→ WHAT THE TASK REQUIRES
Could you rewrite the washer repair text, starting at "Watch the order/orientation" and ending at "with a screwdriver.", with "rag" swapped for "cloth"?

━━━ GIVEN TEXT

I laid the washer, front down, onto a couple a 2x6's. I supported between the tub and body with small 2x4 scraps. The motor/trans/pump came off easily after disconnection the 2 hoses (towels handy) and wiring. After the 3 screws, and some wiggling, the assembly slid out nicely. The coupler came out after snapping the springs off to remove the pump and motor. A 1/4 nut driver and regular screwdriver assisted. Watch how the pump comes off. You might want to mark its orientation with a marker or something. Make sure you get the new coupler on all the way with some taps on the CENTER where the shaft is. Reassemble in the reverse order. You'll know why I suggested marking the water pump.

Watch the order/orientation of the springs, clips, and washer. The clips came off with a screwdriver and pliers. It's always nice to have a rag on them when removing, they like to shoot off and land in the spot that's hardest to find, like under the dryer. My clutch was assembled with the right spring and slid right on. Don't forget about the plastic washer, snap it in good. The plastic piece still on the washer was simple. I opened up a nose pliers and put it on each side of the clip then gave it a hit. It came off with minimal effort and didn't spin on the shaft like pushing on one side with a screwdriver.

━━━━━━
━━━ SUPPLIED MATERIAL

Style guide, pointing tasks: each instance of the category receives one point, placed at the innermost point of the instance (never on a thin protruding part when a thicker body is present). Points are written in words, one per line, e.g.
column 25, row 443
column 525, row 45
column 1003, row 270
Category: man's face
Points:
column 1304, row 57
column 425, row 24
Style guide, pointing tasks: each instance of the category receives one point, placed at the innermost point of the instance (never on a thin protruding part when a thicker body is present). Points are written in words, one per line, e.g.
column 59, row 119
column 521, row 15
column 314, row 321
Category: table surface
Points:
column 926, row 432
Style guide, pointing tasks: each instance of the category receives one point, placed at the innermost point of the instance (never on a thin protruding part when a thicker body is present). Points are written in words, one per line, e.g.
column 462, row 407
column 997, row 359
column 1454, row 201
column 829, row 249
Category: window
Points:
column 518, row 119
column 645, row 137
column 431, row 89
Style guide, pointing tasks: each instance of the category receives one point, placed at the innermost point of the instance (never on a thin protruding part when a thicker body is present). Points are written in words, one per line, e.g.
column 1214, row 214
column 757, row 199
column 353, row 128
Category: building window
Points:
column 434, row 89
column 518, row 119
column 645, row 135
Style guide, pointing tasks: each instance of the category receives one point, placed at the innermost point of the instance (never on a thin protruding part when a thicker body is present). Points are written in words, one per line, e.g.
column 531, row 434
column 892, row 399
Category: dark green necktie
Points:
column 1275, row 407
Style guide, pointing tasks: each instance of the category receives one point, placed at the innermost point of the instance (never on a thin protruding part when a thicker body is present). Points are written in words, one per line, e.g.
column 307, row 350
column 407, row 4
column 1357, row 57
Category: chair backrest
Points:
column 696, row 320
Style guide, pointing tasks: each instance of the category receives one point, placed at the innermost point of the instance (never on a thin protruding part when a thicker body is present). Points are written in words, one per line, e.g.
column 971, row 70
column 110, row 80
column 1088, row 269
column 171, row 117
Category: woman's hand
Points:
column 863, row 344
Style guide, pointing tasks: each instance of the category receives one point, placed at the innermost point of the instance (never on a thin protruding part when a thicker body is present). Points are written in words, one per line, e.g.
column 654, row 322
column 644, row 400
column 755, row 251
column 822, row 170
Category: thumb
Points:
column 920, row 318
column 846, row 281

━━━━━━

→ COMPLETE OUTPUT
Watch the order/orientation of the springs, clips, and washer. The clips came off with a screwdriver and pliers. It's always nice to have a cloth on them when removing, they like to shoot off and land in the spot that's hardest to find, like under the dryer. My clutch was assembled with the right spring and slid right on. Don't forget about the plastic washer, snap it in good. The plastic piece still on the washer was simple. I opened up a nose pliers and put it on each side of the clip then gave it a hit. It came off with minimal effort and didn't spin on the shaft like pushing on one side with a screwdriver.